- _To do_
Copy the listing below, switching every "positive clicks" to "foreground clicks" and leaving everything else unchanged.

---- Supplied material

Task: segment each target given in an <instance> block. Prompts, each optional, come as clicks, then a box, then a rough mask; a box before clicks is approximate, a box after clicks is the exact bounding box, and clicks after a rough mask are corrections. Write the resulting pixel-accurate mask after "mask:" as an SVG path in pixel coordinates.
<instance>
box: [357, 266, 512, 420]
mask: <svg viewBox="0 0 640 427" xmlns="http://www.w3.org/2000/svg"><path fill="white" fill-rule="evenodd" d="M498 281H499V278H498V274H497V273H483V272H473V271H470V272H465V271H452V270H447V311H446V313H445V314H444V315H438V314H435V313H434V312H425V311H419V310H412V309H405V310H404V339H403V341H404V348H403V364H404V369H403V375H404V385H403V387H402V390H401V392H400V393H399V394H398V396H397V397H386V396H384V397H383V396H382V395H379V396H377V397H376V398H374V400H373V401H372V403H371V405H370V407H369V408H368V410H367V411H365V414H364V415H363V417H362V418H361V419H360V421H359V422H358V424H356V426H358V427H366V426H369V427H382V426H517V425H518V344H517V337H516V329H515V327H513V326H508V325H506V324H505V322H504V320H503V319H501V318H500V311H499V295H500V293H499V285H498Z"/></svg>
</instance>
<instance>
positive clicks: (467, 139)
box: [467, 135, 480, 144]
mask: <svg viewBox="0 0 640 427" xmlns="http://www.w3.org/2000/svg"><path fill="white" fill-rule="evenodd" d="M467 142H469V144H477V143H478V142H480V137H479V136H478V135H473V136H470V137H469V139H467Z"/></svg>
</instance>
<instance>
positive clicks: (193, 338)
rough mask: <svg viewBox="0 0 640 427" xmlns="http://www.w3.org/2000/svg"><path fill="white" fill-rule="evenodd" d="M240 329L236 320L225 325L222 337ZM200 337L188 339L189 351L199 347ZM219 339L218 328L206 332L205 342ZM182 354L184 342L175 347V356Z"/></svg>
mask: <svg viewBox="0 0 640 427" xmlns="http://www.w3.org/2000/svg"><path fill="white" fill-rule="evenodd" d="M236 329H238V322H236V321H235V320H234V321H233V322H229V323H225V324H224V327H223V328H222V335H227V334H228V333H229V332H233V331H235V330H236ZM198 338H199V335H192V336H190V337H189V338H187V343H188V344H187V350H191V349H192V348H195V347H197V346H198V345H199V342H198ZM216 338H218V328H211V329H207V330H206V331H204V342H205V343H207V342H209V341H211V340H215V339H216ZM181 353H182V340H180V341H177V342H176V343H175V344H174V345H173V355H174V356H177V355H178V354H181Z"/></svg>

--------

- _Solution to the problem_
Task: segment each target given in an <instance> block. Prompts, each optional, come as clicks, then a box, then a rough mask; a box before clicks is approximate, a box after clicks is the exact bounding box, and clicks after a rough mask are corrections. Write the resulting pixel-accurate mask after "mask:" as an SVG path in pixel coordinates.
<instance>
box: [357, 266, 512, 420]
mask: <svg viewBox="0 0 640 427" xmlns="http://www.w3.org/2000/svg"><path fill="white" fill-rule="evenodd" d="M498 281H499V278H498V274H497V273H483V272H473V271H470V272H465V271H452V270H447V311H446V313H445V314H444V315H438V314H435V313H434V312H425V311H419V310H412V309H405V310H404V339H403V341H404V348H403V364H404V369H403V375H404V385H403V387H402V390H401V392H400V393H399V394H398V396H397V397H386V396H384V397H383V396H382V395H379V396H377V397H376V398H374V400H373V401H372V403H371V405H370V407H369V408H368V410H367V411H365V414H364V415H363V417H362V418H361V419H360V421H359V422H358V424H356V426H358V427H366V426H369V427H382V426H517V425H518V344H517V337H516V329H515V327H513V326H508V325H506V324H505V322H504V320H503V319H501V318H500V311H499V295H500V293H499V285H498Z"/></svg>
</instance>
<instance>
foreground clicks: (467, 139)
box: [467, 135, 480, 144]
mask: <svg viewBox="0 0 640 427" xmlns="http://www.w3.org/2000/svg"><path fill="white" fill-rule="evenodd" d="M467 142H469V144H477V143H478V142H480V137H479V136H478V135H473V136H470V137H469V139H467Z"/></svg>
</instance>
<instance>
foreground clicks: (193, 338)
rough mask: <svg viewBox="0 0 640 427" xmlns="http://www.w3.org/2000/svg"><path fill="white" fill-rule="evenodd" d="M240 329L236 320L225 325L222 337ZM200 337L188 339L189 351L199 347ZM219 339L218 328L206 332L205 342ZM182 354L184 342L175 347V356Z"/></svg>
mask: <svg viewBox="0 0 640 427" xmlns="http://www.w3.org/2000/svg"><path fill="white" fill-rule="evenodd" d="M236 329H238V322H236V321H235V320H234V321H233V322H229V323H225V324H224V327H223V328H222V335H227V334H228V333H229V332H233V331H235V330H236ZM198 338H199V335H192V336H190V337H189V338H187V343H188V344H187V350H191V349H192V348H195V347H197V346H198V345H199V342H198ZM216 338H218V328H211V329H207V330H206V331H204V342H205V343H207V342H209V341H211V340H215V339H216ZM181 353H182V340H180V341H177V342H176V343H175V344H174V345H173V355H174V356H177V355H178V354H181Z"/></svg>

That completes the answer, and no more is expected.